» Reading text:
___
Next, I needed to select the platform. VMWare’s ESXi would have been decent for the project I am working on. The people I am working with already have a recent VMWare deployment they have invested in, so they will not be dropping VMWare for at least a couple of years. But with the recent Broadcom purchase of VMWare, ESXi no longer comes in a free version and the minimum buy-in for vSphere is impractical for a homelab. VMWare Workstation would require a GUI-based OS to be running in addition to the hypervisor software, which is going to eat up the available resources on a lightweight homelab server. So I first opted to try out OpenStack, which I had not used for a couple iterations of its development.

Installation of OpenStack following the official Canonical OpenStack Installation on Ubuntu documentation works in a pretty straightforward manner. But it is kind of a slow process to install. OpenStack is designed to run on multiple physical machines. The single-node variant builds the system using containers. It uses 23 if I recall correctly. My little homelab server chugged away on that for about an hour, but eventually everything came up. The web GUI worked out of the box, but was extremely sluggish, taking several seconds to load every page. After reading some documentation and user forums, there were various performance tweaks I could try. But this system was creating a moderate CPU load out of the box, with no VMs running. This was not going to work for my lightweight homelab.

Next, I turned to Proxmox. I had used Proxmox setup by others in the past, but never ran my own Proxmox install. The installation was straightforward using the official Proxmox Documentation. Installation was quick, typical of a Debian-based install. Within a few minutes, I was at the web GUI login page. But, I had to login as an actual root user. Logging into root on a web GUI was troubling to me. Debian and derivatives have disabled root login by default for several versions, and it has been a recommended practice for many years before that. Despite that, many systems require elevated privileges during setup, and then guide you through securing the system. Not Proxmox. The documentation does not even offer guidance on setting up non-root users and securing the system. Performance was better than OpenStack, but the system still showed a fair amount of load for an idle hypervisor, and a significant number of services were running that I would not need any time soon. Rather than spending a lot of time figuring out how to configure my shiny new Proxmox box, I figured maybe I should try something else.

GUIs are nice. Don’t get me wrong. But after thinking about it, I decided that a GUI was just going to consume my limited resources. Because I almost always have to get under the hood and tweak things from the CLI to carry out the projects I’m working on, I don’t really get a lot of benefit anyway. So I asked myself, “What other options are there?” OpenStack, Proxmox, and even Xen all use KVM under the hood. What is the current state of CLI tools for managing KVM directly? Pretty good, actually.

A base Ubuntu Server 22.04 LTS install actually supports raw KVM instances fairly easily. Load a couple of apt packages and you are off to the races. So I decided to install Ubuntu Server 22.04 LTS back on my homelab server. But, the same exact installer I had used before to load this machine was now crashing repeatedly. After a little poking around, I concluded Proxmox had done something to the NVMe drive that Ubuntu did not know what to do with, so the installer crashed seconds after trying to make partition changes. A quick dd if=/dev/zero of=/dev/nvme0n1 bs=4096 count=1 wiped the partition table (plus a few blocks), and then booting the installer again worked like a charm.
___
» Source excerpt:
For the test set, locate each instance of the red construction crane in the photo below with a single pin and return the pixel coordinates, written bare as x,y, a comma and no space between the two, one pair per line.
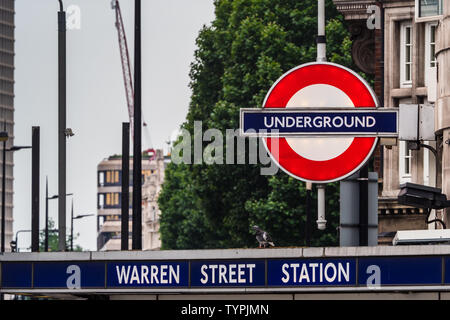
___
» Work to complete:
Update the homelab write-up from "GUIs are nice." down to "Pretty good, actually." by changing "CLI" to "command line", then give that whole passage again.

» Solution to this exercise:
GUIs are nice. Don’t get me wrong. But after thinking about it, I decided that a GUI was just going to consume my limited resources. Because I almost always have to get under the hood and tweak things from the command line to carry out the projects I’m working on, I don’t really get a lot of benefit anyway. So I asked myself, “What other options are there?” OpenStack, Proxmox, and even Xen all use KVM under the hood. What is the current state of command line tools for managing KVM directly? Pretty good, actually.